— ЗАДАНИЕ —
Допишите следующую часть приведенного ниже текста о прощании с Трейей, начав сразу после его последнего предложения.

Dmitry - Кен Уилбер Б Л А Г О Д А Т Ь И С Т О Й К О С Т Ь
Через двадцать четыре часа я поцеловал ее лоб и мы все попрощались с ней. Трейю, которая по-прежнему улыбалась, увезли, чтобы кремировать ее тело. Впрочем, слово «прощаться» тут не годится. Возможно, лучше бы подошло «аи revoir» — «пока мы не встретимся снова» или «алоха» — «прощай и здравствуй».
Рик Филд, наш с Трейей добрый друг, написал очень простые стихи, когда услышал о ее смерти. Так получилось, что в них было высказано все.
Сначала нас нет, Потом мы здесь, Потом нас нет.
Ты смотрела, как мы Приходим и уходим, Лицом к Лицу
Дольше, чем мы, С невиданным мужеством И благодатью, И все это время Ты улыбалась...
Это не гипербола, а простая констатация факта: я не знаю ни одного человека, знакомого с Трейей, который не считал бы, что в ней больше внутренней цельности и благородства, чем в любом другом человеке. Внутренняя цельность Трейи была абсолютной, безукоризненной, даже в самых страшных обстоятельствах и поражавшей буквально всех, кто ее знал.
Я не думаю, что кто-нибудь из нас по-настоящему встретится с Трейей еще раз. Я не думаю, что все бывает именно так. Слишком это конкретно и буквально. Скорее, я глубоко убежден, что каждый раз, когда вы или я — или любой, кто знал ее, — каждый раз, когда мы поступаем как люди внутренне цельные, благородные, сильные и отзывчивые, всякий раз, отныне и навеки мы встречаемся с разумом и душой Tpейи.
Значит, мое обещание Трейе — единственное обещание, которое она заставляла меня повторить снова и снова, обещание, что я найду ее вновь, на самом деле означало, что я пообещал найти свое просветленное Сердце.
И я знаю, что это случилось в те последние шесть месяцев. Я знаю, что я нашел свою пещеру просветления, где я высшей благодатью обрел жену и где я высшей благодатью умер. В этом и состояла та перемена во мне, которую заметила Трейя и о которой она спрашивала: «Почему?» Но на самом деле она ясно понимала, в чем тут дело. Просто она хотела, чтобы я тоже понял. («Сердце есть Брахман, есть Всеобщее. И чета, соединившаяся в одно, умирает вместе, переходя в жизнь вечную».)

— ПРЕДОСТАВЛЕННЫЕ МАТЕРИАЛЫ —
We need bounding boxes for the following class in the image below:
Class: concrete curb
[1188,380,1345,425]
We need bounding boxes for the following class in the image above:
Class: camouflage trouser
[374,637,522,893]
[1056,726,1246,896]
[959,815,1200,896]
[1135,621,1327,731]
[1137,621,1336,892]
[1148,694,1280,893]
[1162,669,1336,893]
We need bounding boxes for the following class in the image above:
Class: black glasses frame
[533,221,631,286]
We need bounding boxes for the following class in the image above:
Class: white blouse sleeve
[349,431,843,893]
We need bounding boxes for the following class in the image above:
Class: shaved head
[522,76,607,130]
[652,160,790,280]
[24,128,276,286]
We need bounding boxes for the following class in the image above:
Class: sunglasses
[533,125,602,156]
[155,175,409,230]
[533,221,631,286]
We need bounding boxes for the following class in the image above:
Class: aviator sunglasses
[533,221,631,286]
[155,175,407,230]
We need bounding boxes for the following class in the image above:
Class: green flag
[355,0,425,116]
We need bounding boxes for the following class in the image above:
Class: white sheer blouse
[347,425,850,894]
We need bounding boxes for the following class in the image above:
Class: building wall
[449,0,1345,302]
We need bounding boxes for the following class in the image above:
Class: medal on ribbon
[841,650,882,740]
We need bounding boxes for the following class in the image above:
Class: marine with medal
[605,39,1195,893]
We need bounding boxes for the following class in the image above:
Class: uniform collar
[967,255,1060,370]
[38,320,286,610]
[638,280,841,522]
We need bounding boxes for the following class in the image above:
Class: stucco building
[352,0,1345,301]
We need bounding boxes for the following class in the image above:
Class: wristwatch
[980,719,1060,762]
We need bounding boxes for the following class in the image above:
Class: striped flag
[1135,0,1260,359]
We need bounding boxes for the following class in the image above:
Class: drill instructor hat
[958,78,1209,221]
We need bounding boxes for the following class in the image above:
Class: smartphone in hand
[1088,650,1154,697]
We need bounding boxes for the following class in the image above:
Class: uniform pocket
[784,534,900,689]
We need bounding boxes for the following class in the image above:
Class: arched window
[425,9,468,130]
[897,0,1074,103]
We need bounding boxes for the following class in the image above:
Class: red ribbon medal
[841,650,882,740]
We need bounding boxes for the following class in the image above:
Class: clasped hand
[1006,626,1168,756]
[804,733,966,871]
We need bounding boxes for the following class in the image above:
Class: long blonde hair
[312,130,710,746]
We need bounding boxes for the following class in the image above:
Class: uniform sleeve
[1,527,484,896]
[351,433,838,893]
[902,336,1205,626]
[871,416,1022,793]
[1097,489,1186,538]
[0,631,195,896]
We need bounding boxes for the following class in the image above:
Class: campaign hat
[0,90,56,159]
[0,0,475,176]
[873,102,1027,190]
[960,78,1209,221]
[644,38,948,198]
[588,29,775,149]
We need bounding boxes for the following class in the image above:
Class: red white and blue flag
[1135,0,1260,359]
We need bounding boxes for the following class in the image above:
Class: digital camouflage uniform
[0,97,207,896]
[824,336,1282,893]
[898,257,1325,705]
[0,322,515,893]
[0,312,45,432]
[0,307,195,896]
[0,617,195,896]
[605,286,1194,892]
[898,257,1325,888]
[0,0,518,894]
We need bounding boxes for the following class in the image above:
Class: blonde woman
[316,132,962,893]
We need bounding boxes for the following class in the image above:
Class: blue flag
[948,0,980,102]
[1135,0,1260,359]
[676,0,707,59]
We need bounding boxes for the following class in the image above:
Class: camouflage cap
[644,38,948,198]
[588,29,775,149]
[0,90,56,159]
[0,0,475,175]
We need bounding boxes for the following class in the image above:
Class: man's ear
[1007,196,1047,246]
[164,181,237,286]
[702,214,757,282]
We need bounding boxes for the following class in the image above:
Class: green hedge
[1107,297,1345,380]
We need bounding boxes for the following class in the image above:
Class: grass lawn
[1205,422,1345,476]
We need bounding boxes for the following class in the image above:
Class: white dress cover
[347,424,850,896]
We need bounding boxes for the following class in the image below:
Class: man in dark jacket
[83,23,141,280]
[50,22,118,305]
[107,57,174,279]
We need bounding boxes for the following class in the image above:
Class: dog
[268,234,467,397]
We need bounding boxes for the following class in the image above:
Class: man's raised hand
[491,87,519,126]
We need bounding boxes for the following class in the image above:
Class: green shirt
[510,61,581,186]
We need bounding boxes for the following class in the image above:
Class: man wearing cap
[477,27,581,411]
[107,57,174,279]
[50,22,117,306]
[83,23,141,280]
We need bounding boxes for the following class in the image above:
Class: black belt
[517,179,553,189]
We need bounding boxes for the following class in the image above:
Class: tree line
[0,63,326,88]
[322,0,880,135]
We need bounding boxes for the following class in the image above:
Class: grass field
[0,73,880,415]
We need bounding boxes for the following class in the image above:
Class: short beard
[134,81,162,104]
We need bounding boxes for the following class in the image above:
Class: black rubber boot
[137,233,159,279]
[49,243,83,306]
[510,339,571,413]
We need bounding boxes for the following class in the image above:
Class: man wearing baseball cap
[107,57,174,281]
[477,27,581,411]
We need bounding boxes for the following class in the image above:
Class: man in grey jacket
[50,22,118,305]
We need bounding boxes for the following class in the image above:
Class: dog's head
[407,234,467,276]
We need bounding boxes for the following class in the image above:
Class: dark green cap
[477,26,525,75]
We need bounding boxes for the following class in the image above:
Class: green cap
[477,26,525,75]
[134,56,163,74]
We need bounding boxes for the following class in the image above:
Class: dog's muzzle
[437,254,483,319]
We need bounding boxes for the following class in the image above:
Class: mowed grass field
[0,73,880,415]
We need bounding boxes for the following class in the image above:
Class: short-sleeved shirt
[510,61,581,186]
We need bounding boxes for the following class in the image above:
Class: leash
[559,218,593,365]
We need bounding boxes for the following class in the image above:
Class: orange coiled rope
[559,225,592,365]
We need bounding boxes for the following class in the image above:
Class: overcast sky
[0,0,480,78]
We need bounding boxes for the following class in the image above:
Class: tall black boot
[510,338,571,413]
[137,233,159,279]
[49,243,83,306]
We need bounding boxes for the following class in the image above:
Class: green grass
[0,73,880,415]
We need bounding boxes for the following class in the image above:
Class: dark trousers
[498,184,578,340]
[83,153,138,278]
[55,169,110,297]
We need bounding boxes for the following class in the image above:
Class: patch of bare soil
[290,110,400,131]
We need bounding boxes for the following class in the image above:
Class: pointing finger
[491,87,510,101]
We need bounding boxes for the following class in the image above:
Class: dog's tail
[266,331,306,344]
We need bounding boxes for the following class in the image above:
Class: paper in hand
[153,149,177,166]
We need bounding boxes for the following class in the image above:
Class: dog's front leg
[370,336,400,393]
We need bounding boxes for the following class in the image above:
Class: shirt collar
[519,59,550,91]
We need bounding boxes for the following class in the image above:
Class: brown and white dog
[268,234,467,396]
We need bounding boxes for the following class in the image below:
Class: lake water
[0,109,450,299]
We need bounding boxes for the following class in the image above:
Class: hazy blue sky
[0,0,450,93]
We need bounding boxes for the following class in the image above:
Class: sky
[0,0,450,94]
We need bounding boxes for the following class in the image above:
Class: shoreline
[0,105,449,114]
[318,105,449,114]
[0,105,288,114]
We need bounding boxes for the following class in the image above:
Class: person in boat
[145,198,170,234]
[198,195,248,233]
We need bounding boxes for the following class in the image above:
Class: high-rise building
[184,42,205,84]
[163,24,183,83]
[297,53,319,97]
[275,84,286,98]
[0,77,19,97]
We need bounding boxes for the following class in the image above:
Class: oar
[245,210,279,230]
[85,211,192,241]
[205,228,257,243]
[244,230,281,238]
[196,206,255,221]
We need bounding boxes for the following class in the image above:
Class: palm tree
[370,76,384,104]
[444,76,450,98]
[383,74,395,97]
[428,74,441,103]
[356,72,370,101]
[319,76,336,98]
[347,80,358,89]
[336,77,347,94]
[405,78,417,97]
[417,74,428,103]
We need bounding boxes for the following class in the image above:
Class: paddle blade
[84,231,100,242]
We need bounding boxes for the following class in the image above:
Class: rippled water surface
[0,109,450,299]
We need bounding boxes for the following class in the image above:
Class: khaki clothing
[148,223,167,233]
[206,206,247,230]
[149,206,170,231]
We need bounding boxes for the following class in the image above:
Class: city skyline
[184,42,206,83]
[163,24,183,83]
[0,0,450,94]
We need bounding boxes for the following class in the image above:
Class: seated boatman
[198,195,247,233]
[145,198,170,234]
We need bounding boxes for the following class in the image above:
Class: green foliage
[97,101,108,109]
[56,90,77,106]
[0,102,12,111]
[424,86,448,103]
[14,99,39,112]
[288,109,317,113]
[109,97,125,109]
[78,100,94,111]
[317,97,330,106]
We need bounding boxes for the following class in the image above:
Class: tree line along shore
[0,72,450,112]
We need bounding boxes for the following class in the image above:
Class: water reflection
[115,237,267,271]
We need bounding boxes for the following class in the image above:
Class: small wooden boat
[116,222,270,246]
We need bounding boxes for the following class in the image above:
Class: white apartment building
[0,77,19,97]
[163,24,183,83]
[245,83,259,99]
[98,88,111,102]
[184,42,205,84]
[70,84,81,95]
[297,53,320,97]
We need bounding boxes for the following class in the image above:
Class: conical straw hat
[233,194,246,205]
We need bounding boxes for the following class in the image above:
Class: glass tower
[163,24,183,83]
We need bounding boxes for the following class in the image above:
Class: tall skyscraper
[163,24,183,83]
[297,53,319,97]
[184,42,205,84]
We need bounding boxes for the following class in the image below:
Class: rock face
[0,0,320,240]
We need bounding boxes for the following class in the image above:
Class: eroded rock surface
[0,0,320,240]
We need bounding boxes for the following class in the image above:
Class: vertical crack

— ОТВЕТ —
И я знаю: в последние мгновения, те самые, когда наступила смерть, и во время следующей ночи, когда лучезарное сияние Трейи заполнило мою душу и засветило ярче явленного мира, — тогда все это стало для меня абсолютно ясно. Благодаря Трейе в моей душе не осталось места для лжи. И я говорю: Трейя, милая, прекрасная моя Трейя, я найду тебя, снова и снова, найду в своем Сердце как простое осознавание того, что уже есть.
Нам вернули прах Трейи, и мы устроили скромную церемонию прощания.
Кен Мак-Леод зачитал фрагменты о развитии сочувствия, которбе Трейя изучала под руководством Калу. Роджел Уолш прочитал выдержки о прощении из «Курса чудес» — прощении, которое Трейя практиковала каждый день. Две эти идеи — сочувствие и прощение — образовали путь, который Трейя считала самым ценным способом выразить свое просветление.
Потом Сэм совершил финальную церемонию, во время которой сгорела фотография Трейи, — это было символом последнего освобождения. Сэм («дорогой Сэмми», как называла его Трейя) был единственным человеком, который, в соответствии с ее желанием, должен был совершить эту церемонию.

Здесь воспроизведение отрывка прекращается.